▸ SET PROBLEM: Please copy out every one of the items below line for line, changing nothing.
Start EXERCISE MATERIAL
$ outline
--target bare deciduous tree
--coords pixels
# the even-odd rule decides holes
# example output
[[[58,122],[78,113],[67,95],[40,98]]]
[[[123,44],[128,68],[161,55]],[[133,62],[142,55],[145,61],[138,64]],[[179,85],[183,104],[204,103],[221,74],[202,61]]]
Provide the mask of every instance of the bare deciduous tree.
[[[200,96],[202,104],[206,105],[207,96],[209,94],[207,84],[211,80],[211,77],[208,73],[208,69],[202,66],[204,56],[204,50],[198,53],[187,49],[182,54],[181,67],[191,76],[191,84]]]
End EXERCISE MATERIAL
▸ OUTPUT:
$ outline
--target bare deciduous tree
--coords pixels
# the even-odd rule decides holes
# example output
[[[58,122],[78,113],[67,95],[40,98]]]
[[[123,44],[128,68],[161,55]],[[133,62],[142,55],[145,61],[138,64]],[[179,85],[183,104],[204,103],[221,74],[202,61]]]
Provide the mask of every instance of the bare deciduous tree.
[[[200,96],[202,104],[206,105],[207,96],[209,94],[207,84],[211,80],[211,77],[208,73],[208,69],[202,66],[204,56],[204,50],[198,53],[187,49],[182,54],[181,67],[191,76],[191,84]]]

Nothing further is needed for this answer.